→ GOAL OF THE EXERCISE
Whenever the word "outline" turns up in a line below, that line should be copied.
=== Begin Enclosure ===
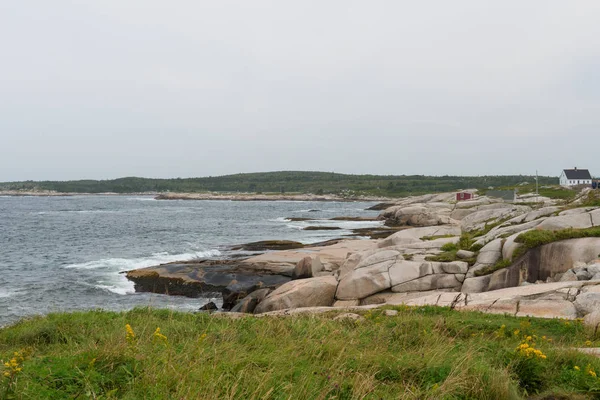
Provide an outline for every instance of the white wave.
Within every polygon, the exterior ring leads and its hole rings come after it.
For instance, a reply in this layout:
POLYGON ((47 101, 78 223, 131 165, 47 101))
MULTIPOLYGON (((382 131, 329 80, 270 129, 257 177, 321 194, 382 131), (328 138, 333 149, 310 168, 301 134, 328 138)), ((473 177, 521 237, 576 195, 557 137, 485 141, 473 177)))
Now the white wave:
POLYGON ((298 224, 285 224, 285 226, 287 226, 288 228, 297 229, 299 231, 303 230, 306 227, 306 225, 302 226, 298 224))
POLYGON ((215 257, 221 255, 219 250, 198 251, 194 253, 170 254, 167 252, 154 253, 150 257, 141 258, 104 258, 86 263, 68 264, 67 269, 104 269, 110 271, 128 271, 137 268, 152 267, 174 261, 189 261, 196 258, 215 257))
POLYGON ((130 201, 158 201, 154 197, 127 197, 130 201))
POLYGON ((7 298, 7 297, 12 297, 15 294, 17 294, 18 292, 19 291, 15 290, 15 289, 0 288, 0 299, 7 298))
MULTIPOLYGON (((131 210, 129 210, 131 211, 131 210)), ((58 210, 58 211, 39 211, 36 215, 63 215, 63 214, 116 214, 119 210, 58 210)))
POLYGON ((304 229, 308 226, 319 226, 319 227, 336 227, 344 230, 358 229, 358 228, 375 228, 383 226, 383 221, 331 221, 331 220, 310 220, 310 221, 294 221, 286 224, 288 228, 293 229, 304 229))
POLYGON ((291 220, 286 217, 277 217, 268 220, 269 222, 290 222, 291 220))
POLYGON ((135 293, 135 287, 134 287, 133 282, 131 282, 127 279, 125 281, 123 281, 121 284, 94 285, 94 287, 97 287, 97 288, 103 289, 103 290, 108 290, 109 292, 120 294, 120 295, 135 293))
=== End Enclosure ===
=== Begin Enclosure ===
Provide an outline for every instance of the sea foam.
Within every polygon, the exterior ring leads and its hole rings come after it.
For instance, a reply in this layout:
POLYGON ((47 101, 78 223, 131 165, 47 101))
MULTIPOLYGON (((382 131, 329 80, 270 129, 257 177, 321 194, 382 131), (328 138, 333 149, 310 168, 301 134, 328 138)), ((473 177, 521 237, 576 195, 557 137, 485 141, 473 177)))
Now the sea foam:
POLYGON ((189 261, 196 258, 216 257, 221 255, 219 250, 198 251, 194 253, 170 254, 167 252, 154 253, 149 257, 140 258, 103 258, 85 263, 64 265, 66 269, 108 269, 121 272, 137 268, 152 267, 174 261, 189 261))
=== End Enclosure ===
=== Begin Enclosure ===
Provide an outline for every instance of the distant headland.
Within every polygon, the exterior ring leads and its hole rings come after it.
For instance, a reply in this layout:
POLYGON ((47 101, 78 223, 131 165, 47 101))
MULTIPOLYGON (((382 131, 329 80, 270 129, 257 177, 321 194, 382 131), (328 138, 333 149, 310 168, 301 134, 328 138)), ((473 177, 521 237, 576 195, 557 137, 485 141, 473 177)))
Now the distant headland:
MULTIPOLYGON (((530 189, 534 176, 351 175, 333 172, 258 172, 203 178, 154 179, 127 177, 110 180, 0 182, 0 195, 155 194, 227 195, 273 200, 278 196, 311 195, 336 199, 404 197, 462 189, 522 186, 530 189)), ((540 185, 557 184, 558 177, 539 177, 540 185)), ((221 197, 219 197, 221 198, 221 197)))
=== End Enclosure ===
→ TASK RESULT
Provide an outline for every instance of the white wave.
Provide an outline for every instance of the sea foam.
Provide an outline for every instance of the distant headland.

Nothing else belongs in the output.